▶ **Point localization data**
.....
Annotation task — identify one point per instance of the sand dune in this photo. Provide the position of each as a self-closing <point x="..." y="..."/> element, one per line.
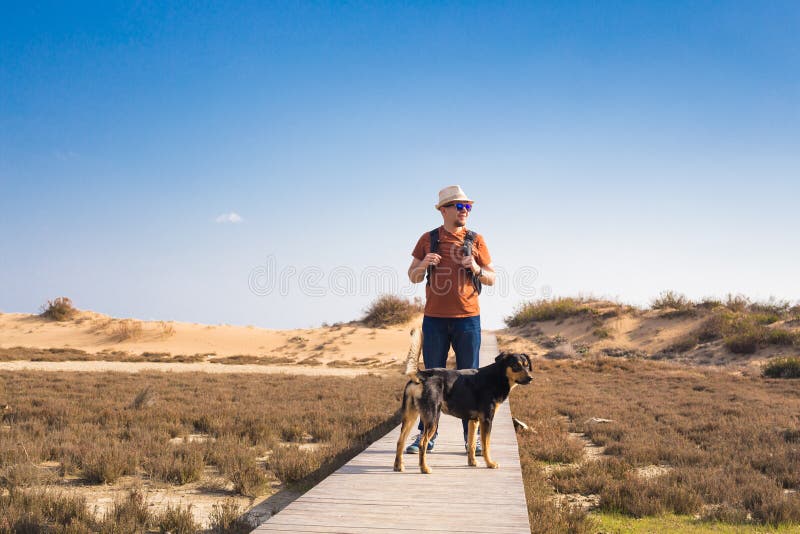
<point x="337" y="345"/>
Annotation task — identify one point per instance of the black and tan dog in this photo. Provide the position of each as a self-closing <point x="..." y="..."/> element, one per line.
<point x="472" y="394"/>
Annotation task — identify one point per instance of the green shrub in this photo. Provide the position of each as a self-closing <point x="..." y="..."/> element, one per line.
<point x="176" y="520"/>
<point x="547" y="310"/>
<point x="672" y="301"/>
<point x="59" y="309"/>
<point x="226" y="518"/>
<point x="292" y="464"/>
<point x="684" y="344"/>
<point x="389" y="310"/>
<point x="782" y="368"/>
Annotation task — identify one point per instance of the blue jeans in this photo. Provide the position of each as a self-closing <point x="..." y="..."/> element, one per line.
<point x="463" y="333"/>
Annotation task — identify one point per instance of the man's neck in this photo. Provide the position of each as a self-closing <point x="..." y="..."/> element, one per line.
<point x="452" y="228"/>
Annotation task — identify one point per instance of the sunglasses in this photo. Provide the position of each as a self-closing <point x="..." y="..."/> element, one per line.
<point x="459" y="206"/>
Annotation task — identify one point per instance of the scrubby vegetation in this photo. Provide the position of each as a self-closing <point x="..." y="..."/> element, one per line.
<point x="59" y="309"/>
<point x="737" y="323"/>
<point x="389" y="310"/>
<point x="102" y="426"/>
<point x="548" y="310"/>
<point x="743" y="329"/>
<point x="782" y="368"/>
<point x="725" y="447"/>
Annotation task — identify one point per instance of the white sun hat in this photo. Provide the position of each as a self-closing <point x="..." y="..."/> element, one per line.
<point x="452" y="193"/>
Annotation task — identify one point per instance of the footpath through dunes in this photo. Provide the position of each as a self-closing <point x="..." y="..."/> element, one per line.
<point x="367" y="496"/>
<point x="214" y="368"/>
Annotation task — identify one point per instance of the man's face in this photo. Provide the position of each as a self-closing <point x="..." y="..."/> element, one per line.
<point x="453" y="215"/>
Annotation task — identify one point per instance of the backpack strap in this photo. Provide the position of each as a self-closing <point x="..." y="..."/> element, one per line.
<point x="469" y="243"/>
<point x="434" y="234"/>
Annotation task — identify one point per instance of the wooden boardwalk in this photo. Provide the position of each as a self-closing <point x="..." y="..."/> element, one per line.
<point x="367" y="496"/>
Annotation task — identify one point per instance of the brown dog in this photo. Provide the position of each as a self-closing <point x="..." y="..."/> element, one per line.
<point x="472" y="394"/>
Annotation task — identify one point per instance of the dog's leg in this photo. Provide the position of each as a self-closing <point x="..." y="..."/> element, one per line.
<point x="486" y="435"/>
<point x="410" y="414"/>
<point x="427" y="434"/>
<point x="472" y="426"/>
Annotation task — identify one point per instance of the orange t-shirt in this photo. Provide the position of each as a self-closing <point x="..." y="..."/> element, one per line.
<point x="450" y="292"/>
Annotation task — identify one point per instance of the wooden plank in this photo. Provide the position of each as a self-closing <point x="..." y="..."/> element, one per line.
<point x="367" y="496"/>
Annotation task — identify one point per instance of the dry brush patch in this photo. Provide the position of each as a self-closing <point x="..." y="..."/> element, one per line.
<point x="93" y="428"/>
<point x="390" y="310"/>
<point x="727" y="445"/>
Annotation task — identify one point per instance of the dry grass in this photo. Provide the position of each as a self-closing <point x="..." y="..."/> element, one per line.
<point x="389" y="310"/>
<point x="730" y="443"/>
<point x="548" y="310"/>
<point x="98" y="427"/>
<point x="126" y="330"/>
<point x="59" y="309"/>
<point x="782" y="368"/>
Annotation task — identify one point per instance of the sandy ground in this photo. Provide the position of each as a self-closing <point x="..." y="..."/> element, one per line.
<point x="323" y="349"/>
<point x="136" y="367"/>
<point x="339" y="350"/>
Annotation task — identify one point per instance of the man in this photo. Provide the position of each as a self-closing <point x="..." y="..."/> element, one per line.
<point x="456" y="268"/>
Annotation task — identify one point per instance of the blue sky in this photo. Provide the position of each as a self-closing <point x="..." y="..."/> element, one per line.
<point x="613" y="148"/>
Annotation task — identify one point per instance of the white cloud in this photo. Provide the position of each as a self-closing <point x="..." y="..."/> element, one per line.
<point x="231" y="217"/>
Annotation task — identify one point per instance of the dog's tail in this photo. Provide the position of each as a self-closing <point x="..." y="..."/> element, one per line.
<point x="412" y="360"/>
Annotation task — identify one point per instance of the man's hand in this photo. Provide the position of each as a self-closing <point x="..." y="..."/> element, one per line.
<point x="431" y="259"/>
<point x="469" y="263"/>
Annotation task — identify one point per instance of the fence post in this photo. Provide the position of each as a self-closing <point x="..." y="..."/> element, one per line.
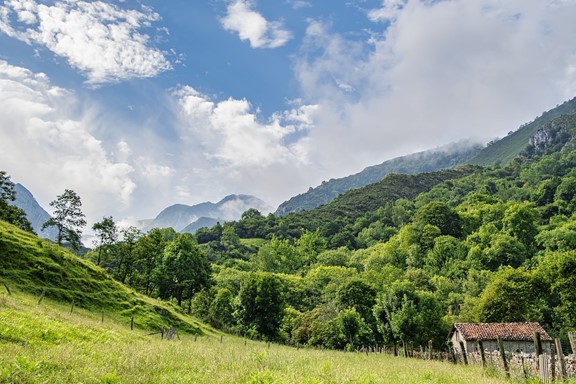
.....
▶ **Exercise**
The records must be copied with no word altered, and without their pictures.

▶ **Solution for this task**
Annotation task — identify one point per instance of the sand dune in this photo. Provide the position of each as a self-closing <point x="..." y="..."/> element, one per line.
<point x="337" y="345"/>
Annotation task — identify one point per instance of the black and tan dog in this photo. Provide the position of each as a self-closing <point x="..." y="..."/> element, one per line.
<point x="472" y="394"/>
Annotation task — identify one point per instance of the green shrub in this photo. Provide the position of each as a self-closing <point x="..." y="..."/> element, one per line.
<point x="176" y="520"/>
<point x="547" y="310"/>
<point x="672" y="301"/>
<point x="59" y="309"/>
<point x="226" y="518"/>
<point x="292" y="464"/>
<point x="684" y="344"/>
<point x="389" y="310"/>
<point x="782" y="368"/>
Annotation task — identify one point per instance of the blue jeans in this photo. Provide the position of each as a self-closing <point x="..." y="..."/> element, one per line.
<point x="463" y="333"/>
Annotation task — identify one point per instance of the man's neck in this photo. Provide the position of each as a self-closing <point x="..." y="..."/> element, one per line.
<point x="452" y="228"/>
Annotation task — identify one point per instance of the sunglasses in this photo. Provide the position of each as a self-closing <point x="..." y="..."/> element, one per line.
<point x="459" y="206"/>
Annotation task — identify one point per instance of the scrubby vegetation in this photo. Provide the position of each as a self-closing <point x="..." y="..."/> element, one per line.
<point x="59" y="309"/>
<point x="737" y="323"/>
<point x="389" y="310"/>
<point x="102" y="426"/>
<point x="548" y="310"/>
<point x="743" y="329"/>
<point x="782" y="368"/>
<point x="725" y="447"/>
Annotation task — identify one point per instance of the white sun hat in this photo. Provide the position of each as a self-closing <point x="..." y="..."/> element, one per line.
<point x="452" y="193"/>
Annotation task — identify one point per instance of the footpath through dunes in this photo. Provide the position of each as a self-closing <point x="..." y="..."/> element, one per line.
<point x="367" y="496"/>
<point x="214" y="368"/>
Annotation task — identify one point per instance of the man's face in this photo. Provide the position of each as a self-closing <point x="..." y="..."/> element, one per line.
<point x="453" y="215"/>
Annotation task — identify one point per instance of the backpack strap in this photo. Provide the position of each as a self-closing <point x="..." y="..."/> element, one per line.
<point x="469" y="243"/>
<point x="434" y="234"/>
Annotation task — identify one point per instance of the wooden boardwalk in this photo. Provide the position of each as a self-closing <point x="..." y="..."/> element, one per line.
<point x="367" y="496"/>
Annotation task — identify one point per instance of the brown dog in this photo. Provide the position of each as a self-closing <point x="..." y="..."/> element, one per line.
<point x="472" y="394"/>
Annotation task — identify one point per instance of the dog's leg in this photo. Provide the position of each as a self-closing <point x="..." y="..."/> element, one per line.
<point x="486" y="435"/>
<point x="410" y="414"/>
<point x="427" y="434"/>
<point x="472" y="426"/>
Annotation task — identify one point per instance of the orange t-shirt in this photo. Provide the position of each as a self-closing <point x="..." y="..."/> element, one per line.
<point x="450" y="292"/>
Annotation task — identify one point per instance of the wooden plank in this photo. Provide the position of each as a self-closing <point x="..." y="..."/> element, one per line.
<point x="367" y="496"/>
Annotation task — identify one point per instance of the dry brush patch in this photo. Provide the position of each as a self-closing <point x="..." y="..."/> element, one per line.
<point x="93" y="428"/>
<point x="390" y="310"/>
<point x="727" y="445"/>
Annotation task — identify one point per instance of the dry grass in this photo. Provide the position of each as a self-closing <point x="..." y="..."/> element, one per line.
<point x="389" y="310"/>
<point x="730" y="443"/>
<point x="548" y="310"/>
<point x="98" y="427"/>
<point x="126" y="330"/>
<point x="59" y="309"/>
<point x="782" y="368"/>
Annotation task — identify one point per instance of the sandy ground in this photo. Provide the position of each as a self-closing <point x="..." y="..."/> element, one per line.
<point x="323" y="349"/>
<point x="136" y="367"/>
<point x="339" y="350"/>
Annotation task — identify one point per instance of the man in this photo. Provide the position of each as a self-closing <point x="..." y="..."/> element, one per line.
<point x="456" y="268"/>
Annotation task — identify one point per instance of the blue sky in this photo. Provide the position of each as a self-closing <point x="..." y="..."/> element, one per line.
<point x="613" y="148"/>
Annotation task — identify one point per instance of the white cloud in this photo. Provide the position of each as a self-closing <point x="..." y="..."/> element, one per line.
<point x="231" y="217"/>
Annotation task — identify one point per instance of the dog's tail in this photo. Provide the position of each as a self-closing <point x="..." y="..."/> element, one per line.
<point x="412" y="360"/>
Annotation task — identify one point per instance of the man's hand in this photo. Provide the position of each as a self-closing <point x="..." y="..."/> element, one per line.
<point x="431" y="259"/>
<point x="469" y="263"/>
Annotation task — identify one point per instance of the fence post in this photo. Provide the position of each as a self-closing <point x="..." y="..."/> element, one per line.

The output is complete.